• [练习任务]:
#1 把这篇讲 Python 多线程的文本中从"from queue import"到"q.task_done()"的那一段照抄下来。
#2 根据这篇讲 Python 多线程的文本回答：
(a) queue 提供的 join() 方法有什么作用？
(b) 示例代码创建 share_q 时，maxsize 设为多少？
(c) 在什么情况下会产生竞争条件？

很明显我们通过这样的方式如果开多个线程的话，会让代码变得十分ugly。在queue中提供了两个方法： - join(): 阻塞到当前队列没有任务 - task_done(): 每执行完队列中的一个任务，调用task_done方法通知队列，这个任务已经完成了。很多人对join和task_done的关系不算理解，他们的关系可以用下图表示：

最开始：

python上锁_print python 如何加锁_03

当有个任务（比如说任务3）调用了task_done，就会变为：

python上锁_python_04

python上锁_print python 如何加锁_05

到最后变为：

python上锁_python_06

我们理解了join() 和task_done()之后在看看看使用join() 和task_done()如何写：

from queue import Queue

from time import sleep, time
import threading


def consumer(q):
    while True:
        item = q.get()
        print("consumer {} start".format(item))
        sleep(2)
        print("consumer {} end".format(item))
        q.task_done()


def provider(q):
    print("provider start")
    sleep(3)
    for i in range(20):
        q.put(i)
    print("provider end")
#    while True:
#        print("provider start")
#        sleep(3)
#        for i in range(20):
#            q.put(i)
#        print("provider end")

share_q = Queue(maxsize = 100)
provider_thread = threading.Thread(target=provider, args=(share_q, ))
provider_thread.start()
provider_thread.join()
for i in range(10):
    consumer_thread = threading.Thread(target=consumer, args=(share_q, ))
    consumer_thread.start()
start_time = time()

share_q.join()

print ("last time: {}".format(time()-start_time))

四、线程同步

当有两个以上线程对共享内存操作的时候（至少有一个写操作），就会产生竞争条件，这个时候就会导致执行代码出现异常，就像我们最开始讲GIL的时候的那个例子，本来我们对一个变量加MAX_N次又减了MAX_N次，最后结果是0，但是结果总是出人意料。

1. Lock

这也是最常用，最典型的一种方式了，我们先来看代码：

import threading

total = 0
MAX_N = 300000
lock = threading.Lock()

def add():
    global total
    global lock
    for i in range(MAX_N):
        lock.acquire()
        total += 1
        lock.release()
def desc():
    global total
    global lock
    for i in range(MAX_N):
        lock.acquire()
        total -= 1
        lock.release()

• [数据集]:
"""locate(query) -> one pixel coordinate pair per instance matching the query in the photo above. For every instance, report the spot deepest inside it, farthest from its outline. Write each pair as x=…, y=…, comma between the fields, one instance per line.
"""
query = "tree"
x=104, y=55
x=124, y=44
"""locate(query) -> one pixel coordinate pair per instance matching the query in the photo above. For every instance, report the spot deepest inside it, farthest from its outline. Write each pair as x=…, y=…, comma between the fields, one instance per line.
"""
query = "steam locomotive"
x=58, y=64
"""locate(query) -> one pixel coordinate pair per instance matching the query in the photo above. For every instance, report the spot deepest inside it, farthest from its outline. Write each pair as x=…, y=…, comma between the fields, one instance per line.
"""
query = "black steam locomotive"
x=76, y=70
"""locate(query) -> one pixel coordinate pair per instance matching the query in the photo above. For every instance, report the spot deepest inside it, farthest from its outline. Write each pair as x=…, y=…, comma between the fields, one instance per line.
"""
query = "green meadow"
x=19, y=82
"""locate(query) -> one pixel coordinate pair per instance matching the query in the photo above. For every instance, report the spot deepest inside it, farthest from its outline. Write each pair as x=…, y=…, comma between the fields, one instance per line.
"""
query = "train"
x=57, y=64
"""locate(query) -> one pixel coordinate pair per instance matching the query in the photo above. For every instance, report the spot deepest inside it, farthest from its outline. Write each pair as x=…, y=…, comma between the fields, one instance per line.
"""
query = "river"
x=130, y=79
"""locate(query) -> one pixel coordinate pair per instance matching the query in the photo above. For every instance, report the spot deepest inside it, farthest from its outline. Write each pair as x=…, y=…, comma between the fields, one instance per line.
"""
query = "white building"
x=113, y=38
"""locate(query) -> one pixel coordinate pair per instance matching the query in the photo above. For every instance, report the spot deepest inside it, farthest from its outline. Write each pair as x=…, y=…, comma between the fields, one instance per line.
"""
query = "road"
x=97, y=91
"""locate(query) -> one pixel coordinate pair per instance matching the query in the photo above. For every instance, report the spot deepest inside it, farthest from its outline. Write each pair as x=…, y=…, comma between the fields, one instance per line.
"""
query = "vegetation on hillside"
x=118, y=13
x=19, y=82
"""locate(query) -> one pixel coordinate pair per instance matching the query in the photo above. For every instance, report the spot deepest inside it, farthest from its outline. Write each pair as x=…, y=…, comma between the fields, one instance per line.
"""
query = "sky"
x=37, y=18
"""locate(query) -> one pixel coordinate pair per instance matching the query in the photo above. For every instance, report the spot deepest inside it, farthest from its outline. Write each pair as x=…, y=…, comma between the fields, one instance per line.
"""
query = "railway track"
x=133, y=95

• [参考答案]:
#1
from queue import Queue

from time import sleep, time
import threading


def consumer(q):
    while True:
        item = q.get()
        print("consumer {} start".format(item))
        sleep(2)
        print("consumer {} end".format(item))
        q.task_done()

#2
(a) 阻塞到当前队列没有任务。
(b) 100。
(c) 两个以上线程对共享内存操作，且至少有一个是写操作。